### Input
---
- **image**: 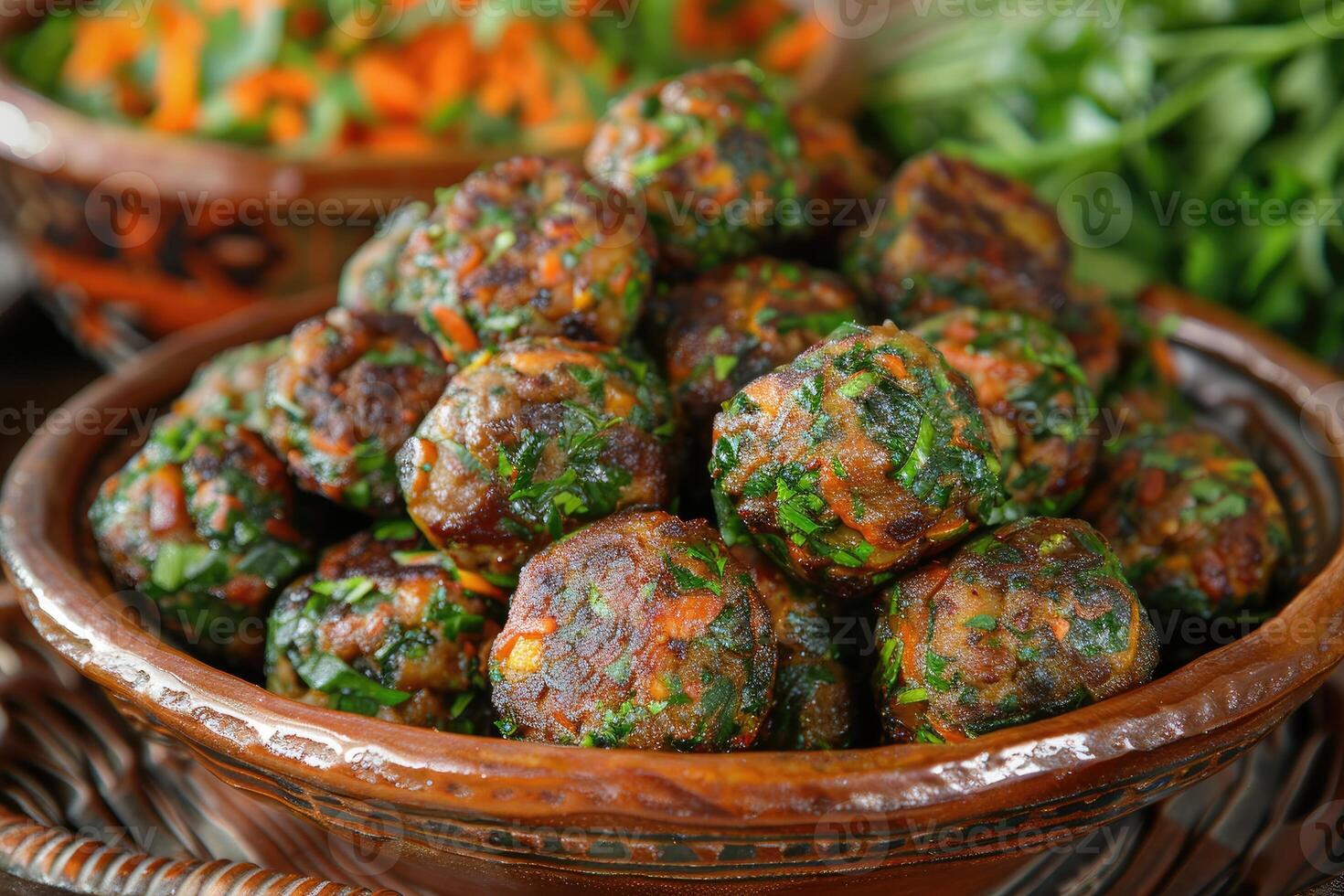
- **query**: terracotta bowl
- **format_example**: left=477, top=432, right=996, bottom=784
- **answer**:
left=0, top=287, right=1344, bottom=892
left=0, top=16, right=863, bottom=360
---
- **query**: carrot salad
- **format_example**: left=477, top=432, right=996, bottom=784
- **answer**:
left=3, top=0, right=824, bottom=155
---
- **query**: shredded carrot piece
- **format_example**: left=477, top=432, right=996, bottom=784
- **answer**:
left=430, top=305, right=481, bottom=352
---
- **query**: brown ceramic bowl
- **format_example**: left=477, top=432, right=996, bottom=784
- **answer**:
left=0, top=287, right=1344, bottom=892
left=0, top=16, right=863, bottom=357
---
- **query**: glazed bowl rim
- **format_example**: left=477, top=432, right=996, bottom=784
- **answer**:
left=0, top=290, right=1344, bottom=829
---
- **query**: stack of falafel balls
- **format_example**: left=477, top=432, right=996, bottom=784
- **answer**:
left=90, top=65, right=1289, bottom=751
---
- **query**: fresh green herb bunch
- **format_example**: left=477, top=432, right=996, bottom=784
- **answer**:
left=266, top=520, right=507, bottom=733
left=584, top=62, right=810, bottom=272
left=394, top=155, right=653, bottom=366
left=709, top=324, right=1004, bottom=595
left=398, top=337, right=675, bottom=572
left=910, top=307, right=1099, bottom=518
left=89, top=416, right=309, bottom=667
left=869, top=0, right=1344, bottom=361
left=874, top=518, right=1157, bottom=743
left=491, top=512, right=775, bottom=752
left=1079, top=426, right=1290, bottom=618
left=266, top=307, right=448, bottom=516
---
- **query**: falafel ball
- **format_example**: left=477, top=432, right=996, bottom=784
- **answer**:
left=266, top=520, right=507, bottom=733
left=874, top=517, right=1157, bottom=743
left=910, top=307, right=1098, bottom=517
left=789, top=102, right=890, bottom=213
left=1079, top=427, right=1290, bottom=618
left=89, top=416, right=309, bottom=669
left=841, top=153, right=1122, bottom=392
left=397, top=336, right=673, bottom=573
left=395, top=155, right=653, bottom=364
left=336, top=203, right=429, bottom=312
left=583, top=62, right=809, bottom=272
left=266, top=307, right=448, bottom=516
left=844, top=153, right=1072, bottom=325
left=666, top=257, right=860, bottom=434
left=730, top=541, right=858, bottom=750
left=709, top=324, right=1004, bottom=595
left=172, top=336, right=289, bottom=432
left=491, top=512, right=775, bottom=752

### Written problem
Give every line of the items above as a Markdown table with two columns, Row for the row number and Line for the line itself. Leave out blank lines and the pictures.

### Exercise solution
| Row | Line |
|---|---|
| 1 | --- |
| 2 | - **image**:  |
| 3 | - **query**: terracotta bowl |
| 4 | - **format_example**: left=477, top=432, right=996, bottom=784 |
| 5 | - **answer**: |
| 6 | left=0, top=287, right=1344, bottom=892 |
| 7 | left=0, top=16, right=863, bottom=360 |
| 8 | --- |
| 9 | - **query**: carrot salad |
| 10 | - **format_example**: left=477, top=432, right=996, bottom=784 |
| 11 | - **answer**: |
| 12 | left=3, top=0, right=824, bottom=155 |
| 13 | --- |
| 14 | - **query**: shredded carrot piece |
| 15 | - **format_example**: left=477, top=432, right=996, bottom=784 |
| 16 | - **answer**: |
| 17 | left=430, top=305, right=481, bottom=352 |
| 18 | --- |
| 19 | - **query**: brown ceramic bowl |
| 20 | - **format_example**: left=477, top=432, right=996, bottom=784 |
| 21 | - **answer**: |
| 22 | left=0, top=287, right=1344, bottom=892 |
| 23 | left=0, top=16, right=863, bottom=357 |
| 24 | --- |
| 25 | - **query**: glazed bowl rim |
| 26 | - **format_example**: left=477, top=432, right=996, bottom=784 |
| 27 | - **answer**: |
| 28 | left=0, top=290, right=1344, bottom=829 |
| 29 | --- |
| 30 | - **query**: stack of falafel balls |
| 31 | - **format_example**: left=477, top=432, right=996, bottom=784 |
| 32 | - **answer**: |
| 33 | left=90, top=65, right=1289, bottom=751 |
| 34 | --- |
| 35 | - **query**: fresh green herb bunch |
| 36 | - **format_example**: left=477, top=432, right=996, bottom=784 |
| 37 | - **answer**: |
| 38 | left=266, top=520, right=507, bottom=733 |
| 39 | left=584, top=62, right=810, bottom=272 |
| 40 | left=394, top=155, right=653, bottom=366 |
| 41 | left=709, top=324, right=1004, bottom=595 |
| 42 | left=398, top=337, right=675, bottom=572 |
| 43 | left=910, top=307, right=1099, bottom=518 |
| 44 | left=89, top=416, right=309, bottom=667 |
| 45 | left=869, top=0, right=1344, bottom=361 |
| 46 | left=874, top=518, right=1157, bottom=743 |
| 47 | left=491, top=512, right=775, bottom=752 |
| 48 | left=1079, top=426, right=1290, bottom=618 |
| 49 | left=266, top=307, right=448, bottom=516 |
| 50 | --- |
| 51 | - **query**: falafel ball |
| 52 | - **format_example**: left=477, top=432, right=996, bottom=784 |
| 53 | - **answer**: |
| 54 | left=266, top=520, right=507, bottom=733 |
| 55 | left=874, top=517, right=1157, bottom=743 |
| 56 | left=910, top=307, right=1098, bottom=517 |
| 57 | left=789, top=102, right=890, bottom=213 |
| 58 | left=1079, top=427, right=1290, bottom=618 |
| 59 | left=89, top=416, right=309, bottom=669 |
| 60 | left=841, top=153, right=1122, bottom=392 |
| 61 | left=397, top=336, right=673, bottom=573 |
| 62 | left=395, top=155, right=653, bottom=364 |
| 63 | left=336, top=203, right=429, bottom=312 |
| 64 | left=583, top=62, right=809, bottom=272 |
| 65 | left=266, top=307, right=448, bottom=516 |
| 66 | left=844, top=153, right=1072, bottom=325 |
| 67 | left=666, top=257, right=860, bottom=434 |
| 68 | left=730, top=541, right=858, bottom=750 |
| 69 | left=709, top=324, right=1004, bottom=595 |
| 70 | left=172, top=336, right=289, bottom=432 |
| 71 | left=491, top=512, right=775, bottom=752 |